In contrast, I've seen reports on here that more optimized players have breezed through with only 1 or 2 deaths across the entire campaign.

That being said,i'd chalk up about half of our deaths to poor player decisions. Splitting up the party, kicking doors in, forgetting about their own spells and abilities, and sleeping in the middle of enemy territory are all common things that have caused deaths. The other half are attributable to the innate difficulty of some of the encounters in the AP. (Or just bad rolls.)

I'll echo everyone else here saying that you need to give more info if you want help. I can't even tell you if what you're experiencing is normal or not without knowing how deep into the AP you are. 8 deaths woudn't be TOO strange if you told me you were in the middle of book 2. If you haven't finished the first book, though, it is very surprising.

There's seriously a lot of stuff that could be causing your problems.

>Poor party composition.
>Poor player builds
>Poor player decisions
>Legit difficult areas of the AP (there are a few encounters that are notorious player killers)
>Under-leveled PCs
>PCs under wealth
>GM playing the enemies as "too smart" (there are several encounters where enemies are given pointedly bad tactics to tone them down, if your GM ignores them this could be problematic)
>Bad luck

In any case, how do YOU guys feel about the amount of death in your game? If it is hurting your fun, you should bring it up to your GM. If you enjoy the adventure being especially deadly, then there doesn't seem to be a problem! (Maybe keep back-up character sheets around!)

**Stated problem 1**
Reproduce the forum post from "That being said,i'd" up to and including "causing your problems.".
The forum post and the records come from unrelated sources.

**Recorded information**
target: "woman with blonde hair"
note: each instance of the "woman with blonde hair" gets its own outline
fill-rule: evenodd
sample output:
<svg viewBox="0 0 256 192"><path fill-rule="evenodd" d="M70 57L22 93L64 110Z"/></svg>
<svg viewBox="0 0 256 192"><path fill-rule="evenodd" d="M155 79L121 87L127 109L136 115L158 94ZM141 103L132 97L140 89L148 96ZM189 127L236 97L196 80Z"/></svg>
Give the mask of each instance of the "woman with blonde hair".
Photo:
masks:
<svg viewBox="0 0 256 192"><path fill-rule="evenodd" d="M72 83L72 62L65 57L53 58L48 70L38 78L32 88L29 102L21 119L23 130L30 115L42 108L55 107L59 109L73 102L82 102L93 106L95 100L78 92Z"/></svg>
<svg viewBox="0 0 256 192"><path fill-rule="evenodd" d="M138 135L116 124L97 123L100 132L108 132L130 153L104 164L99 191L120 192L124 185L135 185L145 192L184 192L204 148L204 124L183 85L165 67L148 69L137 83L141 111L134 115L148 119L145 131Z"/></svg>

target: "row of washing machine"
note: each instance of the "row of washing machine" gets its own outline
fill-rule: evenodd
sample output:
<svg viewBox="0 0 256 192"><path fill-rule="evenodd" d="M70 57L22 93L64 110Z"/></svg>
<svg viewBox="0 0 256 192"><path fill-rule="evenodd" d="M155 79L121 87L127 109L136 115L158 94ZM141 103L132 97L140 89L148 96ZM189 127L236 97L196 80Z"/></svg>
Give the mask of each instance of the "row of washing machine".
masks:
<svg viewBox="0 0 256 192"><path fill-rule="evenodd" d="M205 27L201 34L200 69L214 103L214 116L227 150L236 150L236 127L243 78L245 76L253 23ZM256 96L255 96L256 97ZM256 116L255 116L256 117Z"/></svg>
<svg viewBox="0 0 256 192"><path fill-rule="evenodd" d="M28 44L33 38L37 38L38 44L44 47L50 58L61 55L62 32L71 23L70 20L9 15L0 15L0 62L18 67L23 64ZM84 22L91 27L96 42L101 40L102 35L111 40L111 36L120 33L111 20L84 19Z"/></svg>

**Stated problem 2**
State how many lines of the records contain the string "Give". Reply with the number alone.

**Exercise solution 1**
That being said,i'd chalk up about half of our deaths to poor player decisions. Splitting up the party, kicking doors in, forgetting about their own spells and abilities, and sleeping in the middle of enemy territory are all common things that have caused deaths. The other half are attributable to the innate difficulty of some of the encounters in the AP. (Or just bad rolls.)

I'll echo everyone else here saying that you need to give more info if you want help. I can't even tell you if what you're experiencing is normal or not without knowing how deep into the AP you are. 8 deaths woudn't be TOO strange if you told me you were in the middle of book 2. If you haven't finished the first book, though, it is very surprising.

There's seriously a lot of stuff that could be causing your problems.

**Exercise solution 2**
2